DATA PROVIDED
--------------------------------------------------
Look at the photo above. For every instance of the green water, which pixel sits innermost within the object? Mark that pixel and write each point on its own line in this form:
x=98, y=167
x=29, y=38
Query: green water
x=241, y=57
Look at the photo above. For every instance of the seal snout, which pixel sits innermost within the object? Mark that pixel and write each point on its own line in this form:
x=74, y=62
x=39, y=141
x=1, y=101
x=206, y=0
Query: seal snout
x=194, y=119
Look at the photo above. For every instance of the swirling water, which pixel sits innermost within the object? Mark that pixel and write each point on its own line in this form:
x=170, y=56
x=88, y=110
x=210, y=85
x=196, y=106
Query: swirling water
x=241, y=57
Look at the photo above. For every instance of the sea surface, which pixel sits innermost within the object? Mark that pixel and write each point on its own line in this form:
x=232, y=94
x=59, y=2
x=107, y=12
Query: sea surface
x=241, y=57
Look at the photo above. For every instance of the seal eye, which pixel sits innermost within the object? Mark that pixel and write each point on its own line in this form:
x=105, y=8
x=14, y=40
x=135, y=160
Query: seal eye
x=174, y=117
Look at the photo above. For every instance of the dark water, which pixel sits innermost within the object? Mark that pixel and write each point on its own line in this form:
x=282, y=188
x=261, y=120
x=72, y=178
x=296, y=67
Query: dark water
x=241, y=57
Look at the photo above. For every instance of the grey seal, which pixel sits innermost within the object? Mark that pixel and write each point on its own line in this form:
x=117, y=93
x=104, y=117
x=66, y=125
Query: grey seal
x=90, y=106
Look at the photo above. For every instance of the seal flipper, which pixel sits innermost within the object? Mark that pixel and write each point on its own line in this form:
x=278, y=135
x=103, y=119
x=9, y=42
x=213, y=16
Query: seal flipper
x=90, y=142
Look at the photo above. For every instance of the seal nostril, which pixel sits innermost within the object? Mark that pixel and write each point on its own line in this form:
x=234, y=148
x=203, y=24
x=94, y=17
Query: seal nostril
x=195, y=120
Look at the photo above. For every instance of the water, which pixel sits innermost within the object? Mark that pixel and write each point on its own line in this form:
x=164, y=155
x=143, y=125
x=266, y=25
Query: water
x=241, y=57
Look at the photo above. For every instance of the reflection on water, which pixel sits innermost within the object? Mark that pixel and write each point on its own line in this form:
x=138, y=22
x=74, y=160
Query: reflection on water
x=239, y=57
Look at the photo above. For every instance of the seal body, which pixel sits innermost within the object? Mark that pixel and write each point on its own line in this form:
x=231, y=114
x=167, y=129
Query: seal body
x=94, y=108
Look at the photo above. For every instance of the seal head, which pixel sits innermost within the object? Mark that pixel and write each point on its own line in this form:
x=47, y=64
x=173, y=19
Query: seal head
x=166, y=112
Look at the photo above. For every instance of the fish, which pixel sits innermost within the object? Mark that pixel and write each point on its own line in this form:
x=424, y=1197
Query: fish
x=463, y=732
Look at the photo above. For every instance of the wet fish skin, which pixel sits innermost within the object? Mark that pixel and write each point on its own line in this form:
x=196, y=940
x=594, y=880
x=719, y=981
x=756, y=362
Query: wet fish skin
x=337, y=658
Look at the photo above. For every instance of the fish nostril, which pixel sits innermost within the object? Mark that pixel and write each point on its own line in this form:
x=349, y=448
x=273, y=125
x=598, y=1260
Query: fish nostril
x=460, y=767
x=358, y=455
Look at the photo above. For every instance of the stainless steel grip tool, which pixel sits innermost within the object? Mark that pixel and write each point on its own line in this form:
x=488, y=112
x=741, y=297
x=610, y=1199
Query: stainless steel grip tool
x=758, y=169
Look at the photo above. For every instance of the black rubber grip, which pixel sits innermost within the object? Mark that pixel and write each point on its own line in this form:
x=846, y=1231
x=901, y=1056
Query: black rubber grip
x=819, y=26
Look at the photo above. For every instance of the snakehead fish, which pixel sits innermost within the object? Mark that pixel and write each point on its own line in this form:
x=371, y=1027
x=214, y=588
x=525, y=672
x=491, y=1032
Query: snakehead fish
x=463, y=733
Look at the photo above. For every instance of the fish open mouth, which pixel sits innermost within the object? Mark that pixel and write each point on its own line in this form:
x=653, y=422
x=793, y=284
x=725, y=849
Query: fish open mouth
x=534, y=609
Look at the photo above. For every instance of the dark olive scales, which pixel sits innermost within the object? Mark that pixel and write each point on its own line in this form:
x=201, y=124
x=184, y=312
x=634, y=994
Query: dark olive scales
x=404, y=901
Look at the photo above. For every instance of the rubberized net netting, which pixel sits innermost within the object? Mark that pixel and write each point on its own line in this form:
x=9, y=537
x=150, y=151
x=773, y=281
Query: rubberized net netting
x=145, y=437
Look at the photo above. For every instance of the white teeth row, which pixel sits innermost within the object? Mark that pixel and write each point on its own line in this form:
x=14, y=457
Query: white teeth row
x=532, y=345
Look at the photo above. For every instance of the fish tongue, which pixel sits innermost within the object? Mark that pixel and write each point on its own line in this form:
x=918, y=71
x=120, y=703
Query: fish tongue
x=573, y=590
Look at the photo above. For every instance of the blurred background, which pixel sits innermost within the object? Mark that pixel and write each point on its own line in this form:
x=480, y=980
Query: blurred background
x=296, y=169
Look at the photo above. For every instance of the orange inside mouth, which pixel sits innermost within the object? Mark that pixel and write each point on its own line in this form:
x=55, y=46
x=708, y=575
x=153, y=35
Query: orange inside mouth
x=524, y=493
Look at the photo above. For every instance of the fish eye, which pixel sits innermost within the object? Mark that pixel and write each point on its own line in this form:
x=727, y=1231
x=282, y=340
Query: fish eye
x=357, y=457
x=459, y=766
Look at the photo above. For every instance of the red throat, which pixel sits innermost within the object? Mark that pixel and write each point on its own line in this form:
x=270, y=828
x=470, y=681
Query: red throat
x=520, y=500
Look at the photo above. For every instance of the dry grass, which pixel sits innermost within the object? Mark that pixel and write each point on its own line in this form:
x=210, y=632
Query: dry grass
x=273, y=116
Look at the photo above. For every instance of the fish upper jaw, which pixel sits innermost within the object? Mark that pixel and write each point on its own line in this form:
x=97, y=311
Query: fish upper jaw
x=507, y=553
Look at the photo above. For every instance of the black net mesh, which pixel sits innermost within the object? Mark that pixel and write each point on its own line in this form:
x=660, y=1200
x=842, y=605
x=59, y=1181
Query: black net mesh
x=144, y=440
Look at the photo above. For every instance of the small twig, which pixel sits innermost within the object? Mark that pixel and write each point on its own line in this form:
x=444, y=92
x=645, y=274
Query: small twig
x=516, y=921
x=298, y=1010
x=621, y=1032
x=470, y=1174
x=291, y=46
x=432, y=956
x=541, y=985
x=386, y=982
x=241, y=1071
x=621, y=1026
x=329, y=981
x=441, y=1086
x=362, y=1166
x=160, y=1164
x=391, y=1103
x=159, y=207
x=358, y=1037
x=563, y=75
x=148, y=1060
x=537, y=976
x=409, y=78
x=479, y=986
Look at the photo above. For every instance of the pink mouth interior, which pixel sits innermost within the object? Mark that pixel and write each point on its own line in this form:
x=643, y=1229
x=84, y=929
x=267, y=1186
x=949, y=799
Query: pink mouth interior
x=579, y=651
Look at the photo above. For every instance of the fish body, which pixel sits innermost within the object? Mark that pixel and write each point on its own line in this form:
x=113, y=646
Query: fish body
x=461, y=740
--------------------------------------------------
Locate "Look at the photo above. For every instance of the small" in the data above. Then repeat, exactly, its line and each line after it through the last, adding nothing.

OUTPUT FOR THIS TASK
Look at the photo above. For every instance of the small twig, which pixel sits innermost within the object? Mark that pixel and write each point on its own line in this form:
x=444, y=92
x=645, y=274
Query: small twig
x=516, y=921
x=298, y=1010
x=621, y=1032
x=470, y=1174
x=291, y=46
x=432, y=956
x=541, y=985
x=386, y=982
x=241, y=1071
x=621, y=1026
x=329, y=981
x=441, y=1086
x=362, y=1166
x=160, y=1164
x=391, y=1103
x=159, y=207
x=358, y=1037
x=563, y=75
x=148, y=1060
x=537, y=976
x=409, y=78
x=479, y=986
Look at the photo above. For every instance of the pink mouth interior, which pixel sits innermost within the object? Mark that pixel and write each point on its own line in this form:
x=643, y=1229
x=84, y=929
x=267, y=1186
x=949, y=799
Query: pink mouth interior
x=579, y=651
Look at the photo above. For every instance of the fish body, which pixel sits innermost within the object? Mark that pixel and write each point on its own line in this form:
x=113, y=646
Query: fish body
x=461, y=740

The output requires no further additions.